## Pasaje dado
───

El Fiscal y sus colaboradores, si bien con sólidos argumentos jurídicos, expresaban la opinión política del gobierno israelí, en especial de Ben Gurión, el primer ministro: se centraron en el sufrimiento del pueblo judío más que en los actos y responsabilidades de Eichmann.
Sin embargo, los jueces no se sometieron a las presiones políticas y nunca perdieron de vista el objetivo principal del proceso: establecer la posible culpabilidad del acusado y la medida de esa culpabilidad.
Eichmann, gracias a la intervención de sus juzgadores, pudo ejercer plenamente su legítimo derecho de defensa. Tanto él como su defensor, el Dr. Servatius, se expresaron con absoluta libertad en la Corte.
Frecuentemente, el presidente del jurado puso freno a los excesos del fiscal o corrigió defectos de traducción de los dichos de los testigos.
La gran dificultad que enfrentaron los jueces fue desentrañar la naturaleza de estos delitos. ¿Cómo actuar con imparcialidad ante la abyección, ante lo atroz, ante los crímenes inimaginables? ¿Quién es el asesino? ¿El que empuña el arma? ¿El que da las órdenes? ¿El que obedece? ¿Dónde están los límites de la obediencia? ¿Quién es responsable?
De una sentencia admirable, se destaca una frase admirable. “El grado de responsabilidad –dijeron los jueces- aumenta a medida que nos alejamos del hombre que sostiene en sus manos el instrumento fatal”.
Juzgar el genocidio, más allá de la obvia condena moral, no era sencillo desde el punto de vista jurídico. Determinar la naturaleza y autoría de esos crímenes, no contemplados previamente en las leyes, no imaginados por ningún legislador -aunque hoy parezca increíble- planteaba un desafío jurídico antes de Núremberg. Las categorías jurídicas conocidas resultaban insuficientes.
Eichmann esgrimió, hasta el hartazgo, sus ejes defensivos básicos. Él obedecía órdenes. Nada más. Por otro lado, sostenía, sus actos no podían ser juzgados por otro país, por ningún país: sus actos habían sido actos de Estado. Sólo se encargo de llevar a cabo, y con una extremada eficacia, aquello que era ley en su país, en la Alemania de la que Eichmann era funcionario. Allí, la palabra del Führer era ley, no sólo para Eichmann.
Desde su lugar en la estructura burocrática nazi, Adolf Eichmann organizó, sucesivamente, la expulsión de los judíos de Alemania, su deportación de los territorios ocupados por las nazis y el traslado de millones de judíos a los campos de exterminio.

───

## Extractos de registros

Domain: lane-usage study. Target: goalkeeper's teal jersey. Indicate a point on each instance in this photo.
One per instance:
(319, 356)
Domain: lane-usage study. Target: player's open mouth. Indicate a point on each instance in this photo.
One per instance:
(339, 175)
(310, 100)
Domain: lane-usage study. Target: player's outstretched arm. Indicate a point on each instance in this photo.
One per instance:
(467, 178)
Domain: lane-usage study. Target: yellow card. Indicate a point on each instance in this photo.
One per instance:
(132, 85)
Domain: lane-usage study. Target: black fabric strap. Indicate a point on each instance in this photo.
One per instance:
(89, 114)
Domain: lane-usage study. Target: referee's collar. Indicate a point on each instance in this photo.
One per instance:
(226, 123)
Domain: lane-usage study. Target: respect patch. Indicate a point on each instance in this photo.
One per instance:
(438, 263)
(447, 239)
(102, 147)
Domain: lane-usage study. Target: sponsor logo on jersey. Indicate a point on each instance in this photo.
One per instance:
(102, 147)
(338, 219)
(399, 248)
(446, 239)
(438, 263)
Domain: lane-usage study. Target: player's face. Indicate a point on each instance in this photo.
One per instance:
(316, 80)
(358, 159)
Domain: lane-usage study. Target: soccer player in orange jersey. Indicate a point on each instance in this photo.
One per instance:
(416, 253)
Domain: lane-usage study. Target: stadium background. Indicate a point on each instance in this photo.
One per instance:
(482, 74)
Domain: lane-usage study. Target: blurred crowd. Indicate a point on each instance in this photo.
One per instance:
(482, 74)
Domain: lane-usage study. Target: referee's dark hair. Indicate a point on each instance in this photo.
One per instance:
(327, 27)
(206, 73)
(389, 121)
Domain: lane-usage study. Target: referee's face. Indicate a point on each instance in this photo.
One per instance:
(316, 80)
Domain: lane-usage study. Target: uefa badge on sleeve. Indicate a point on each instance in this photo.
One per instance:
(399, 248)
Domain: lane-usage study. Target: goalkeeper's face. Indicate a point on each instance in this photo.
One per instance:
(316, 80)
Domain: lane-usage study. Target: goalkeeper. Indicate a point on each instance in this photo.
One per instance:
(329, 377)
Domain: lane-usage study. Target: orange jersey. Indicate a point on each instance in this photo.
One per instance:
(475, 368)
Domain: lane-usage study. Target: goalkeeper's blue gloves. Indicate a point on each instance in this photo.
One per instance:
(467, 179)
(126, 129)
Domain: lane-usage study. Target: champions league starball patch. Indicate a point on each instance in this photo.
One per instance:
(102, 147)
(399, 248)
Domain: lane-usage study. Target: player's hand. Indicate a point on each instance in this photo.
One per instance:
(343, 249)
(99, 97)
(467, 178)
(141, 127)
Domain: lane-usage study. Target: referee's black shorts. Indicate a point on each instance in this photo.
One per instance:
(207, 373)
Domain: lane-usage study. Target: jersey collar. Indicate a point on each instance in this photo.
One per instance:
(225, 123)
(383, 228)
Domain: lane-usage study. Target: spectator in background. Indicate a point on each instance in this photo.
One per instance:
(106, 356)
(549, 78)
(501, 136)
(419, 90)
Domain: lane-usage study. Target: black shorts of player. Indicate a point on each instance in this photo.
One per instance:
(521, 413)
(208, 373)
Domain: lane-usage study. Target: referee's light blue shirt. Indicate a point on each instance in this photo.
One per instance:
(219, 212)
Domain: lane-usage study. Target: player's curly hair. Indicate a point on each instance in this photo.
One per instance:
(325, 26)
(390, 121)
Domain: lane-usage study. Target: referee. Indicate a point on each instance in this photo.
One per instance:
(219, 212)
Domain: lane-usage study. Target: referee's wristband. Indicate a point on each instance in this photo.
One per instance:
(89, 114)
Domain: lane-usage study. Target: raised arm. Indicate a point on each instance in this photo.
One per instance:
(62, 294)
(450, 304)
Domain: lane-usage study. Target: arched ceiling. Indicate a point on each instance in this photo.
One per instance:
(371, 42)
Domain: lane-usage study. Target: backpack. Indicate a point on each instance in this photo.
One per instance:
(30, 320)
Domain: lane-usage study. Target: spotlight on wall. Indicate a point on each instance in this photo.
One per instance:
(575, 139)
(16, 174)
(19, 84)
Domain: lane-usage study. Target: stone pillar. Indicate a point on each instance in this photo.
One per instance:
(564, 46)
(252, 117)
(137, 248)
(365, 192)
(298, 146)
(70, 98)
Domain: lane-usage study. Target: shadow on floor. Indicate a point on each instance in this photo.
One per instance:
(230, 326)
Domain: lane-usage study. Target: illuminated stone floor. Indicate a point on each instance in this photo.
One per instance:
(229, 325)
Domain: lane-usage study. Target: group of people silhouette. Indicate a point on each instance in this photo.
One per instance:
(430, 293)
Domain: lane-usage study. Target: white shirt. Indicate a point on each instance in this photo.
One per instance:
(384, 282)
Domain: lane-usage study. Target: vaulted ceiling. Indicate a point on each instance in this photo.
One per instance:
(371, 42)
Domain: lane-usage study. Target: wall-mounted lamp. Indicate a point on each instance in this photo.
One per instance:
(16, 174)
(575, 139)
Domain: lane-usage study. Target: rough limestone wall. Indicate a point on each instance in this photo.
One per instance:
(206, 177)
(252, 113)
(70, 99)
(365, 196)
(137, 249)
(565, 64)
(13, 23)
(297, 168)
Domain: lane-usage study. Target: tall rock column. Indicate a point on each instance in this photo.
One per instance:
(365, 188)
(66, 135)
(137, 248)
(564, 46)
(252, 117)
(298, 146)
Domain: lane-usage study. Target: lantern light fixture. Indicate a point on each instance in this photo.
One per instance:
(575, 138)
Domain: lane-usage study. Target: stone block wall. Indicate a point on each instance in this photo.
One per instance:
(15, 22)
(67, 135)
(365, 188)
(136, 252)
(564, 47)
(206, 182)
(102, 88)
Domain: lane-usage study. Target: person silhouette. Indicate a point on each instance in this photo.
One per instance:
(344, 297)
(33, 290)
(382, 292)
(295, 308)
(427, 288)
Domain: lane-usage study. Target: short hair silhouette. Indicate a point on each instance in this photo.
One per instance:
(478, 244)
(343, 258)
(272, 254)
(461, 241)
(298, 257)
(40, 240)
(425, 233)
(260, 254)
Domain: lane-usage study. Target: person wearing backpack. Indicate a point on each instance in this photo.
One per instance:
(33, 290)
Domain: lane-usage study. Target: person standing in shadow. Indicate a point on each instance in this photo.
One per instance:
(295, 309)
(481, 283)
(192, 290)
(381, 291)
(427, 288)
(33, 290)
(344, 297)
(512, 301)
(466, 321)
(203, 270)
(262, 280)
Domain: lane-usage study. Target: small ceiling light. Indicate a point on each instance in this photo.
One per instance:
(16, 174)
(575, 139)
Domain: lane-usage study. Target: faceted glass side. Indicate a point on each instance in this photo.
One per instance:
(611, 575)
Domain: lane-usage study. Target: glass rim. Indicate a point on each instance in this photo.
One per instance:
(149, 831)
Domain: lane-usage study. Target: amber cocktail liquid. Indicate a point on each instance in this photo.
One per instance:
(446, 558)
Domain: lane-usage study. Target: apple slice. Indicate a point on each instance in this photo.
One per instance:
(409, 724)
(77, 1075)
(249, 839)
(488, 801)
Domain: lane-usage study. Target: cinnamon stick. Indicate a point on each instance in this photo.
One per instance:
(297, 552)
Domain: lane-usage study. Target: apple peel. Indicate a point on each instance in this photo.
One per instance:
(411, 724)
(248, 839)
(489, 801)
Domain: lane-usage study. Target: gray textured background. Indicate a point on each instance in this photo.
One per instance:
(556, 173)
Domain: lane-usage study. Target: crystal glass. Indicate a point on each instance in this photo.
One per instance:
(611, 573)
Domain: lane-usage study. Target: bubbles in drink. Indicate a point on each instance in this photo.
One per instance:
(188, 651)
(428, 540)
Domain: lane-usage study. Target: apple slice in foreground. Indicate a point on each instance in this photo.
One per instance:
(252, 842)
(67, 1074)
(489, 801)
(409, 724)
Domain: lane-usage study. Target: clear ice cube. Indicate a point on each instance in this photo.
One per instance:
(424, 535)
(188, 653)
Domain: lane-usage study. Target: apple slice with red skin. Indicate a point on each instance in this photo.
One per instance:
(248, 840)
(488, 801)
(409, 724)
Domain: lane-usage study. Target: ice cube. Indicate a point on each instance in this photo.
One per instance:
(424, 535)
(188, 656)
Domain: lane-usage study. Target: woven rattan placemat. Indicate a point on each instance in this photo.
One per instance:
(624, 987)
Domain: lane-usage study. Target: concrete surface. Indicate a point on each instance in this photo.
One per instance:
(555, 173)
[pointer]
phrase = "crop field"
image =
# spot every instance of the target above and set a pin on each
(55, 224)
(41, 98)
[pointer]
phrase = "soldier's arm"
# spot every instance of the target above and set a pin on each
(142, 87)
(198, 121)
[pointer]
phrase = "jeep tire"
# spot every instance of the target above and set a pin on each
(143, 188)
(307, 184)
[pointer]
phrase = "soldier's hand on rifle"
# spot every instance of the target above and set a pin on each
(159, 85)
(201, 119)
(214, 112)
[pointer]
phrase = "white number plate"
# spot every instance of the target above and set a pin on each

───

## Lista de tareas
[1] Repite tal cual el fragmento del texto sobre el juicio a Eichmann que va de "El Fiscal y" a "en la Corte.", ambos incluidos.
[2] Prosigue el texto sobre el juicio a Eichmann a partir del punto en que termina.

## Respuestas
[1]
El Fiscal y sus colaboradores, si bien con sólidos argumentos jurídicos, expresaban la opinión política del gobierno israelí, en especial de Ben Gurión, el primer ministro: se centraron en el sufrimiento del pueblo judío más que en los actos y responsabilidades de Eichmann.
Sin embargo, los jueces no se sometieron a las presiones políticas y nunca perdieron de vista el objetivo principal del proceso: establecer la posible culpabilidad del acusado y la medida de esa culpabilidad.
Eichmann, gracias a la intervención de sus juzgadores, pudo ejercer plenamente su legítimo derecho de defensa. Tanto él como su defensor, el Dr. Servatius, se expresaron con absoluta libertad en la Corte.

[2]
Además fue el anfitrión de quince altos funcionarios nazis en la llamada Conferencia de Wansee. Allí, con Eichmann, como secretario, labrando las actas de la reunión, dejando constancia para la posteridad, se decidió establecer "La Solución Final".
Fueron asesinatos de masas: por las víctimas. Por el gran número de asesinos, también. Y Eichmann, entre los asesinos, ocupaba un lugar de importancia. Era él quien los enviaba a la muerte.
Diariamente partían trenes a los campos de exterminio con 2.500 o 3.000 judíos hacinados en los vagones de carga. No solo se ocupaba de los trenes. En el juicio se aportaron como pruebas circulares y órdenes emitidas por Eichmann y su oficina obligando a las autoridades locales de cada territorio para que los judíos de diferentes nacionalidades fueran objeto inmediato de las "medidas necesarias".
Eichmann conocía el destino que les esperaba a los pasajeros de sus trenes. Hay registros de sus múltiples visitas a Auschwitz y otros campos. El 31 de julio de 1941, Heydrich lo convocó a su oficina y le dijo: “El Führer ha ordenado el exterminio físico de los judíos”.
Durante el juicio Eichmann pretendió evitar su responsabilidad escudándose en una especie de obediencia debida. Sostuvo que sólo fue un pequeño engranaje de una gran máquina.
También afirmó que si él hubiera abandonado su puesto, otro lo hubiera ocupado. Esto podría ser cierto, pero de ningún modo lo exculpa por sus actos. Además de haberse demostrado que él era un dador de órdenes, no sólo un receptor, lo que oculta ese argumento es que lo que Eichmann intentaba decir era que siendo todos los culpables, nadie es culpable. O acaso, nada más que los máximos jerarcas nazis (que para esa época ya estaban muertos). Así desdeña la responsabilidad personal, la posibilidad de elegir libremente que Eichmann ejerció.
Como escribió Hanna Arendt: "(…) Sostuvo y ejecutó una política que consistía en negarse a compartir la tierra con el pueblo judío y los pueblos de cierta cantidad de otras naciones".
En la sentencia los jueces estimaron que “estaba probado fuera de toda duda que el reo había actuado sobre la base de una identificación total con las órdenes y una voluntad encarnizada de realizar los objetivos criminales”.
Fue condenado a morir en la horca.
Madrugada del 31 de mayo de 1962. El gobierno Israelí anuncia que rechaza todos los pedidos de clemencia recibidos por el reo.
En la celda, él y una botella de vino, su última voluntad.
Llega un ministro protestante. Le propone leer la Biblia juntos. Eichmann se niega. Prefiere estar solo los pocos minutos de vida que le quedan.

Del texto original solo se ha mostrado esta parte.